• **RECORDS**
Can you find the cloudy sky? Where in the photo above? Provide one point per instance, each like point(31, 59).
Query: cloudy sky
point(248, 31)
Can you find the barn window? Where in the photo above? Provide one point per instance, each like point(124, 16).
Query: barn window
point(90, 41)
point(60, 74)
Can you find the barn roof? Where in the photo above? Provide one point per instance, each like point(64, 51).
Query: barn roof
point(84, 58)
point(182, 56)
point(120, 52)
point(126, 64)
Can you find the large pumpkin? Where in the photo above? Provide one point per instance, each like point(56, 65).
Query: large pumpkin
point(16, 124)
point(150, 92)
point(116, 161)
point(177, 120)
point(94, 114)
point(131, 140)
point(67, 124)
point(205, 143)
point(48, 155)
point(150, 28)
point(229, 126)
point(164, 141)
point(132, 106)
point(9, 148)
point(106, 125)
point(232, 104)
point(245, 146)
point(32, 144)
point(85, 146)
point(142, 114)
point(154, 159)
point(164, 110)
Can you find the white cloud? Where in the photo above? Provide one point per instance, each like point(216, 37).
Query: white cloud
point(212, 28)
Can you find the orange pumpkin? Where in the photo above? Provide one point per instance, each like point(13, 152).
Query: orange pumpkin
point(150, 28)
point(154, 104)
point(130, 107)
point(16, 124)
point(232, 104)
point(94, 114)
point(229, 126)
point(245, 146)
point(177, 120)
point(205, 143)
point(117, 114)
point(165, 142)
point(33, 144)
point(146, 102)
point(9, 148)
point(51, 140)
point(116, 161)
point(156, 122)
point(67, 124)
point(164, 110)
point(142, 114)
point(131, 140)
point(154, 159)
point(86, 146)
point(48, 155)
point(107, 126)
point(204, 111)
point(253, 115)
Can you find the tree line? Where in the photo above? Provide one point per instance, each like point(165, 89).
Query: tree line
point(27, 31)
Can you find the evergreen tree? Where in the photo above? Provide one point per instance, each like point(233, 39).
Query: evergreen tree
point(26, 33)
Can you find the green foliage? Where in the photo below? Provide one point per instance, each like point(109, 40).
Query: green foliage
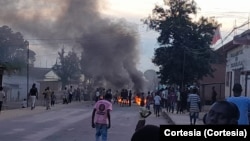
point(184, 55)
point(69, 67)
point(13, 54)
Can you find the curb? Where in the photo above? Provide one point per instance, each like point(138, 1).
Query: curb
point(170, 121)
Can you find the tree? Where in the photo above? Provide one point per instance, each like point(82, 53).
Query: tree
point(13, 54)
point(184, 55)
point(69, 67)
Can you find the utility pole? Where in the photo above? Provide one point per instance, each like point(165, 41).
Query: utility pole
point(28, 74)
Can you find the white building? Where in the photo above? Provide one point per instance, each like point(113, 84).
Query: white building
point(238, 64)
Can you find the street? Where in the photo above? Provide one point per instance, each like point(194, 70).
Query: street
point(71, 123)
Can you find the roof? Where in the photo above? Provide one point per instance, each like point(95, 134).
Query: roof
point(38, 73)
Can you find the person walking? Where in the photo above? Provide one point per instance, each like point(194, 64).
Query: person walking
point(214, 95)
point(194, 105)
point(143, 114)
point(33, 95)
point(157, 104)
point(48, 94)
point(242, 102)
point(101, 118)
point(70, 93)
point(2, 96)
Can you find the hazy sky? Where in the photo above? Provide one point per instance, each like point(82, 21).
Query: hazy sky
point(229, 13)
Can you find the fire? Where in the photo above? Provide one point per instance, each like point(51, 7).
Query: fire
point(137, 100)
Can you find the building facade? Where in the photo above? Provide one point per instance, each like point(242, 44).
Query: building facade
point(238, 64)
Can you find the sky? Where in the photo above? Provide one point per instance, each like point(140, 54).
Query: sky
point(229, 13)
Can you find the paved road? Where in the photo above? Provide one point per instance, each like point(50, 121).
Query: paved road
point(69, 123)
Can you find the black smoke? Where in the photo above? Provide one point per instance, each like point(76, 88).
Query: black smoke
point(109, 47)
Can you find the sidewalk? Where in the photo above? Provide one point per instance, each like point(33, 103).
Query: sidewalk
point(14, 113)
point(183, 119)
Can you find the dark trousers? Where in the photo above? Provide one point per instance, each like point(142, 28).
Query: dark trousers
point(1, 104)
point(140, 124)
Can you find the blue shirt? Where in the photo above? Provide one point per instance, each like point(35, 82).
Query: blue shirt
point(243, 104)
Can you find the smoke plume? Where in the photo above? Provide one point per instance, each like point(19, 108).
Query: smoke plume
point(109, 48)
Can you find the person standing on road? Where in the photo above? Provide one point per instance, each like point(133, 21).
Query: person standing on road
point(143, 114)
point(194, 105)
point(101, 118)
point(214, 95)
point(48, 94)
point(70, 92)
point(33, 95)
point(157, 104)
point(242, 102)
point(2, 96)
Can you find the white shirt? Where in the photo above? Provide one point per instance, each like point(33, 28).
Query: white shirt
point(2, 95)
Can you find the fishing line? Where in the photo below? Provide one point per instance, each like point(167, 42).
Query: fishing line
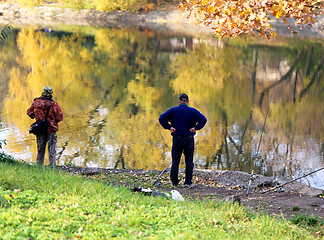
point(279, 186)
point(258, 149)
point(68, 86)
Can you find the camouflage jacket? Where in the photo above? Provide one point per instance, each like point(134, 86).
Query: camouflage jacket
point(39, 108)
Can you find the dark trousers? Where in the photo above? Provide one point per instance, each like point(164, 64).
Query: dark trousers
point(42, 140)
point(182, 144)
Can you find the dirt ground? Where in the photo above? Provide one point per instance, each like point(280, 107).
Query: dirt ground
point(221, 186)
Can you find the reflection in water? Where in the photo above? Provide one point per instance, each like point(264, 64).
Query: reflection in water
point(130, 76)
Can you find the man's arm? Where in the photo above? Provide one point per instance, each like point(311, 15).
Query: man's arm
point(201, 121)
point(58, 113)
point(164, 120)
point(30, 111)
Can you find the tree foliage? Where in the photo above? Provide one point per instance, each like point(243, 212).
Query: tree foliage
point(235, 17)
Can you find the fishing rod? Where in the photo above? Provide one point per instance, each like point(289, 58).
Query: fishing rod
point(68, 86)
point(279, 186)
point(257, 153)
point(161, 174)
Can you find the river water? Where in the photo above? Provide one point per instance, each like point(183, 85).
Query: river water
point(123, 79)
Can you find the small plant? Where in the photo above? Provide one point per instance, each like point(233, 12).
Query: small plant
point(296, 208)
point(2, 142)
point(4, 32)
point(307, 220)
point(4, 158)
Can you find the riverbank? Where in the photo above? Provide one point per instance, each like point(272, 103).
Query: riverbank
point(164, 18)
point(220, 185)
point(37, 203)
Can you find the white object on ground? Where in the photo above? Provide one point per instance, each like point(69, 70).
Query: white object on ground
point(176, 195)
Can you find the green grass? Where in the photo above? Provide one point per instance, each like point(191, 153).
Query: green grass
point(39, 203)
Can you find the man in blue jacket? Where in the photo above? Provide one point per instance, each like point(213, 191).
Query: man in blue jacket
point(183, 122)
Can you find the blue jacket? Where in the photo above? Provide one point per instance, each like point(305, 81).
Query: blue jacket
point(182, 118)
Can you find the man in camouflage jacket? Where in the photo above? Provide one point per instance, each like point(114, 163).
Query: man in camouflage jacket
point(38, 110)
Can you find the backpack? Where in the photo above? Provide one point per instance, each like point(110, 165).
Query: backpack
point(40, 127)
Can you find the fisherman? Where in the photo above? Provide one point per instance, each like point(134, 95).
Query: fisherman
point(183, 122)
point(38, 110)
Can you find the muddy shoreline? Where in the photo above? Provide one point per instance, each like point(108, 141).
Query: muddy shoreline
point(219, 186)
point(228, 179)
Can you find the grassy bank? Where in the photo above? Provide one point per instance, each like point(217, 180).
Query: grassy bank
point(39, 203)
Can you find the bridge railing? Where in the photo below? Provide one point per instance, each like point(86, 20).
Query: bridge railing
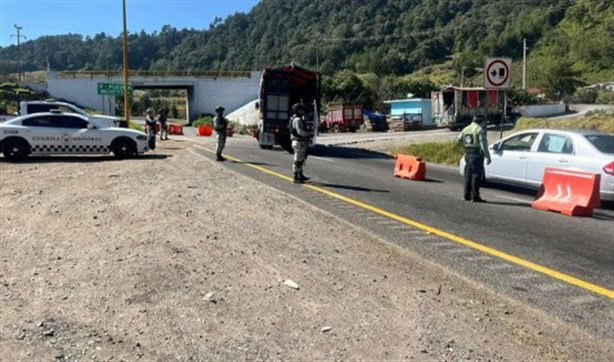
point(139, 73)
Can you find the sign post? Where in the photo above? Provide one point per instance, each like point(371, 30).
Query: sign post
point(113, 89)
point(498, 76)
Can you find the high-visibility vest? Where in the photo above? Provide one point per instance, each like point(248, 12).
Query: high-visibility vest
point(470, 136)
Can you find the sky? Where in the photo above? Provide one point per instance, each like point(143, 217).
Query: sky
point(89, 17)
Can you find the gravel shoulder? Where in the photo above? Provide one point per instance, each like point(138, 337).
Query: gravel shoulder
point(174, 257)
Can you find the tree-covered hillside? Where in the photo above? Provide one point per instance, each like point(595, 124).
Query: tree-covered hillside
point(363, 36)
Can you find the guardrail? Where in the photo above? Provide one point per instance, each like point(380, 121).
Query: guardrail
point(138, 73)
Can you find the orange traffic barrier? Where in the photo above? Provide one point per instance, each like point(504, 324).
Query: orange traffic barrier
point(204, 131)
point(175, 129)
point(410, 167)
point(571, 193)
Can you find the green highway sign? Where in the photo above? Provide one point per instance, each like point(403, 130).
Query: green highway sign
point(113, 89)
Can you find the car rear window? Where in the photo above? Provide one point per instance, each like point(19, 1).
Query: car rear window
point(604, 143)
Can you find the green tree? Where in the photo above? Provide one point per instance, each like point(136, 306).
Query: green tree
point(559, 79)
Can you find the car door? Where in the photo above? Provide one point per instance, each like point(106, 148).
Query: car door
point(554, 150)
point(45, 134)
point(510, 158)
point(81, 136)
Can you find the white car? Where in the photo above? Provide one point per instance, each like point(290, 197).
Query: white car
point(55, 133)
point(522, 157)
point(31, 107)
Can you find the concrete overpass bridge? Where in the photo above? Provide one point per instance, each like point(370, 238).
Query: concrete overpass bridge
point(205, 90)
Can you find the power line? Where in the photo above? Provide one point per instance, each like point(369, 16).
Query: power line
point(19, 37)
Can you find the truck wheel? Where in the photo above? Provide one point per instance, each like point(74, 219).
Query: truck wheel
point(15, 149)
point(123, 148)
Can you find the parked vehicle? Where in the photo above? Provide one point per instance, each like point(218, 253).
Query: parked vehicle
point(30, 107)
point(522, 157)
point(454, 107)
point(343, 117)
point(280, 88)
point(55, 133)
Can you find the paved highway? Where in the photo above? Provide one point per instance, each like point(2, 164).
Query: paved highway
point(561, 265)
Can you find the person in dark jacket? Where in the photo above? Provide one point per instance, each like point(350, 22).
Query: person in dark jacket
point(220, 124)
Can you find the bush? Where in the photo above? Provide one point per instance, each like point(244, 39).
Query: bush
point(596, 121)
point(605, 98)
point(585, 96)
point(444, 153)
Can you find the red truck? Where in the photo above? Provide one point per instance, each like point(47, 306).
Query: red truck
point(280, 88)
point(343, 117)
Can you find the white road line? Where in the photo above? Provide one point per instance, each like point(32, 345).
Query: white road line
point(478, 258)
point(513, 199)
point(583, 299)
point(461, 251)
point(320, 158)
point(499, 266)
point(523, 276)
point(549, 287)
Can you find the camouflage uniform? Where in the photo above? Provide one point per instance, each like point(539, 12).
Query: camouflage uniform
point(220, 124)
point(473, 138)
point(162, 117)
point(150, 122)
point(300, 142)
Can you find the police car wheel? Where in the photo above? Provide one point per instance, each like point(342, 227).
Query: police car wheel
point(123, 148)
point(15, 149)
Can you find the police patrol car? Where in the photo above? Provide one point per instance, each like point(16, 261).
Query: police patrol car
point(54, 133)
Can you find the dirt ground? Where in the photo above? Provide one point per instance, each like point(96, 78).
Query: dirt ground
point(174, 257)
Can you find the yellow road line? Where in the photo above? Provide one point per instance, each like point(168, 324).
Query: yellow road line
point(457, 239)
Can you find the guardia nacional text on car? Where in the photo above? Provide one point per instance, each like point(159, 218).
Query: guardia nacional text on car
point(58, 133)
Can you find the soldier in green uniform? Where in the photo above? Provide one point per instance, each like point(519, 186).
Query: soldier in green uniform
point(220, 124)
point(473, 138)
point(300, 136)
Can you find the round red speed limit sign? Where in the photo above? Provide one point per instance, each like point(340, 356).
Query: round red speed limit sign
point(497, 73)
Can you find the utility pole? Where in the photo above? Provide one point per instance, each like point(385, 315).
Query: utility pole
point(524, 64)
point(48, 64)
point(126, 97)
point(19, 37)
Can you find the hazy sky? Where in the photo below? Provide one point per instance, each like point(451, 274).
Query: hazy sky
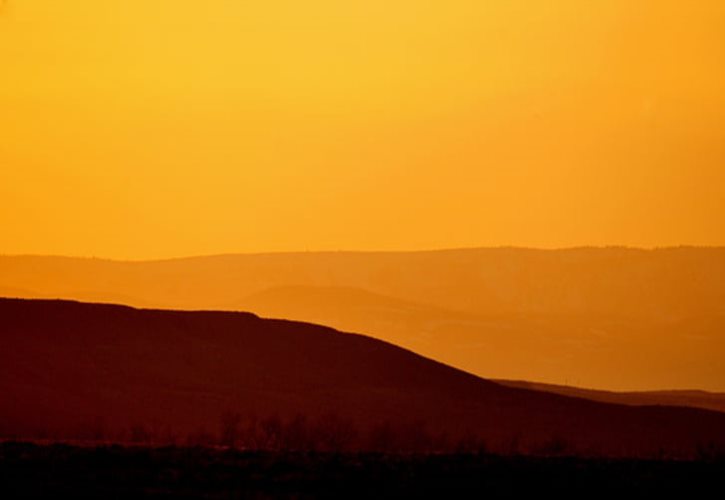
point(154, 128)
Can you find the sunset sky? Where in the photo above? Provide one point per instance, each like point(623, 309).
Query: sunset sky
point(155, 128)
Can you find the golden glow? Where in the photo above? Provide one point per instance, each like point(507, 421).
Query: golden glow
point(153, 128)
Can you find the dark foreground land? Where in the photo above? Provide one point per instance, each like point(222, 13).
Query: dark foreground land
point(57, 470)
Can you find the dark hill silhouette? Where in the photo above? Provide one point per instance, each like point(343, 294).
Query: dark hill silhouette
point(556, 316)
point(67, 365)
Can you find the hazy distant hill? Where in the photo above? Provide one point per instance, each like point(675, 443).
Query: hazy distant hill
point(67, 366)
point(696, 399)
point(612, 318)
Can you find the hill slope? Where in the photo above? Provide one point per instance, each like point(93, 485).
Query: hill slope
point(65, 364)
point(556, 316)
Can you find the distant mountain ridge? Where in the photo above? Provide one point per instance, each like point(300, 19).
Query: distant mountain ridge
point(555, 316)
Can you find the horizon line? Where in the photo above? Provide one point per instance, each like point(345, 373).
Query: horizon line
point(340, 251)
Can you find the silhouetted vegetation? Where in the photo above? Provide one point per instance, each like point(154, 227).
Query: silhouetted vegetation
point(30, 470)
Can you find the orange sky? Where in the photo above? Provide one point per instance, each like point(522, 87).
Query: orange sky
point(141, 129)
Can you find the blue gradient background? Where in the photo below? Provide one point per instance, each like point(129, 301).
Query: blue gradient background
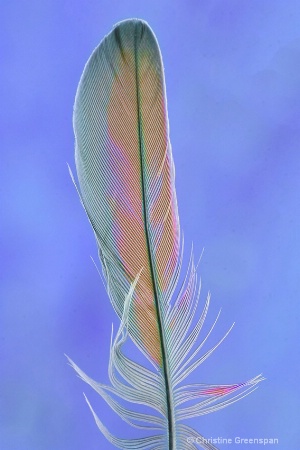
point(233, 84)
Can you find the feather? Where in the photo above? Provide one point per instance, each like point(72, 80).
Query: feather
point(127, 187)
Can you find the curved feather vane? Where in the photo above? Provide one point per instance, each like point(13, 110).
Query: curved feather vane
point(126, 176)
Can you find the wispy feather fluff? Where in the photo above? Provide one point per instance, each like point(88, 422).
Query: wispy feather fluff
point(126, 176)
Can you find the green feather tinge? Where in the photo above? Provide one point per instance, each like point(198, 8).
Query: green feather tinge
point(126, 176)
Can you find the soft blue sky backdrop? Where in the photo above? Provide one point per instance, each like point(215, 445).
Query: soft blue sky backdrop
point(233, 84)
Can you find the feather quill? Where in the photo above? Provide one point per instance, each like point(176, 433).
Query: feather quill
point(127, 187)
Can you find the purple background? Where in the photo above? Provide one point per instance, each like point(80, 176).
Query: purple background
point(233, 84)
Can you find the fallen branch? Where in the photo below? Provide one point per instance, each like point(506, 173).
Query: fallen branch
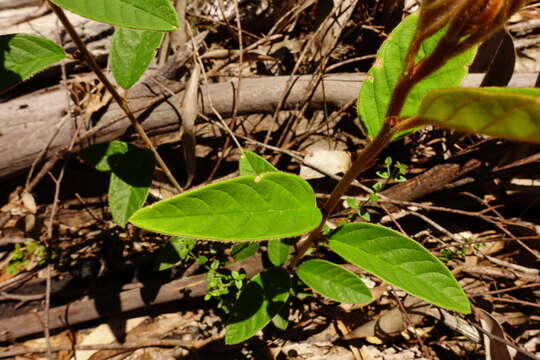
point(103, 306)
point(29, 122)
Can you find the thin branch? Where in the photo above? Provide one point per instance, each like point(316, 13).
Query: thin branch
point(87, 56)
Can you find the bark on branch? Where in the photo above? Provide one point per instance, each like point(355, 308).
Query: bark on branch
point(38, 121)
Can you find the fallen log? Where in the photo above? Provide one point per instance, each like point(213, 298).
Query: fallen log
point(114, 304)
point(35, 122)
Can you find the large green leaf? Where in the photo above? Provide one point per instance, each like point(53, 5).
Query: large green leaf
point(399, 261)
point(23, 55)
point(156, 15)
point(131, 178)
point(500, 112)
point(98, 155)
point(269, 206)
point(260, 300)
point(382, 77)
point(278, 252)
point(253, 164)
point(132, 52)
point(333, 281)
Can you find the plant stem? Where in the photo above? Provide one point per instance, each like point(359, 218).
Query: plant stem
point(412, 74)
point(365, 158)
point(89, 59)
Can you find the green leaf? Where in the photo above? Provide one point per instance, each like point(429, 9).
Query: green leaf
point(244, 250)
point(399, 261)
point(333, 281)
point(253, 164)
point(23, 55)
point(278, 252)
point(132, 52)
point(131, 178)
point(499, 112)
point(281, 320)
point(260, 300)
point(382, 77)
point(156, 15)
point(269, 206)
point(175, 250)
point(98, 155)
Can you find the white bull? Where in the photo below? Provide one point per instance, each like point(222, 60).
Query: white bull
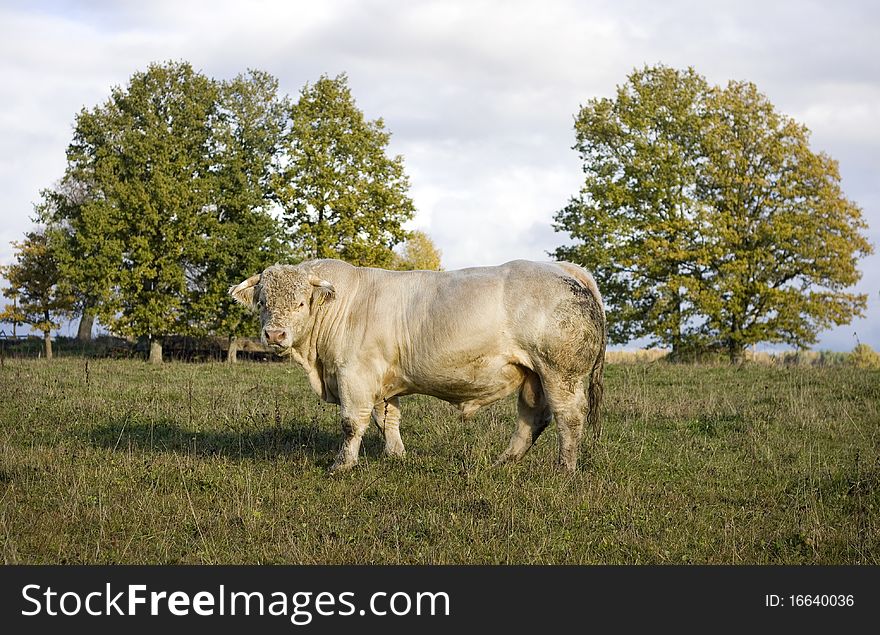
point(366, 336)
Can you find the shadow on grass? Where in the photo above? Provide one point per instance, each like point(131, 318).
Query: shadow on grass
point(293, 441)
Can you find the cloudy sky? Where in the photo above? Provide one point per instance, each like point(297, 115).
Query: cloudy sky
point(479, 95)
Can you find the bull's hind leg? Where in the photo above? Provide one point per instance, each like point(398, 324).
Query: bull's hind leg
point(569, 405)
point(386, 414)
point(533, 417)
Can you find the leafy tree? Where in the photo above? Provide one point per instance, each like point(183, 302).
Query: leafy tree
point(87, 252)
point(34, 277)
point(146, 155)
point(241, 236)
point(784, 241)
point(706, 218)
point(418, 252)
point(343, 197)
point(11, 312)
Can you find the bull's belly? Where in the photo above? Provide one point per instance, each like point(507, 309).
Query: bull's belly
point(469, 386)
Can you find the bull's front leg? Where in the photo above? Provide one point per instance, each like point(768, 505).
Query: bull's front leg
point(355, 421)
point(386, 414)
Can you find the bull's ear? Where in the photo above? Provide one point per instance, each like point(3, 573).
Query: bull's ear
point(244, 291)
point(322, 290)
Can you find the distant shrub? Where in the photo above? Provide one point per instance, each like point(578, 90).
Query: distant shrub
point(863, 356)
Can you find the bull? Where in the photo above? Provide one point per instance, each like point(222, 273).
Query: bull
point(366, 337)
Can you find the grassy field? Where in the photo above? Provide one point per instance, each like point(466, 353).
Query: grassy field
point(116, 461)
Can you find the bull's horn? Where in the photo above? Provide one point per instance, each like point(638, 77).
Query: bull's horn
point(244, 291)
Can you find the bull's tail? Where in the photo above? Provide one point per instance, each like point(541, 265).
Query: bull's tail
point(596, 383)
point(596, 387)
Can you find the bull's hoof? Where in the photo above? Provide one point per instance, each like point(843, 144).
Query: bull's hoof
point(566, 467)
point(395, 451)
point(505, 459)
point(339, 468)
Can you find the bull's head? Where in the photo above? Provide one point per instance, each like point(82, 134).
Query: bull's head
point(286, 298)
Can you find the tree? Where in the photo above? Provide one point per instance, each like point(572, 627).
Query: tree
point(784, 240)
point(34, 277)
point(343, 197)
point(418, 252)
point(702, 216)
point(145, 155)
point(241, 236)
point(87, 253)
point(11, 312)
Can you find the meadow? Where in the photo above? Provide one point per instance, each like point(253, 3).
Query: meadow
point(117, 461)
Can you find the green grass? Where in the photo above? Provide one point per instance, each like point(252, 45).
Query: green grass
point(121, 462)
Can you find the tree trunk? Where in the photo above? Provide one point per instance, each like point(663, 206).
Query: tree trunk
point(736, 352)
point(86, 322)
point(47, 341)
point(155, 351)
point(232, 353)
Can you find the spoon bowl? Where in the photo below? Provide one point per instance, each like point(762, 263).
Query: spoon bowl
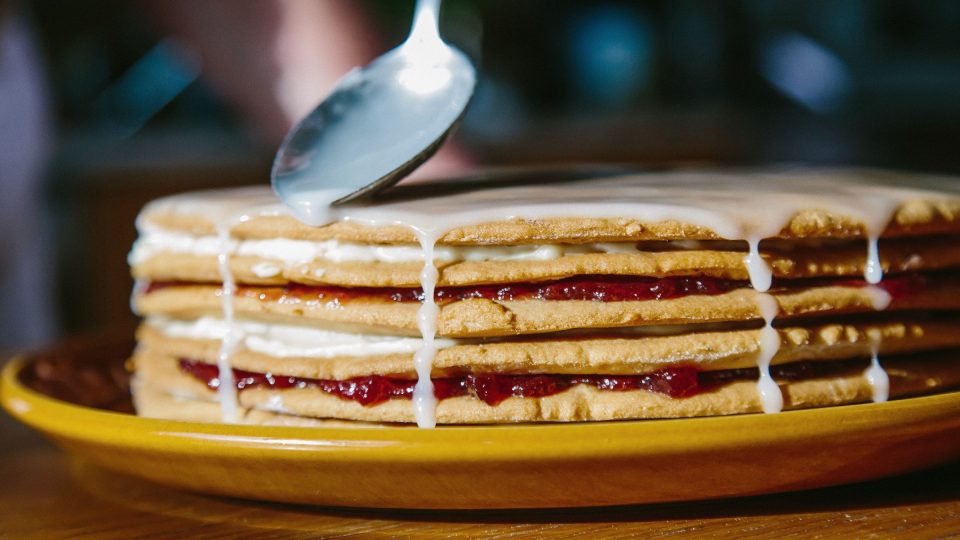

• **INSTRUCTIONS FOR THE TASK**
Write out exactly the lines from the start of the material through the line with "Can you find the large pumpkin?". No other output is expected.

• **SOLUTION FOR THIS PROBLEM**
Can you find the cloudy sky? Where in the photo above? Provide one point per instance, each like point(31, 59).
Query: cloudy sky
point(248, 31)
Can you find the barn window? Where in the photo above? Provide one point per instance, each like point(124, 16).
Query: barn window
point(90, 41)
point(60, 74)
Can you find the barn roof? Where in the photo above? Provide one point per instance, each like point(64, 51).
Query: barn roof
point(84, 58)
point(182, 56)
point(120, 52)
point(126, 64)
Can you find the large pumpkin? Where in the photo above? Provide one point per instance, each like point(56, 65).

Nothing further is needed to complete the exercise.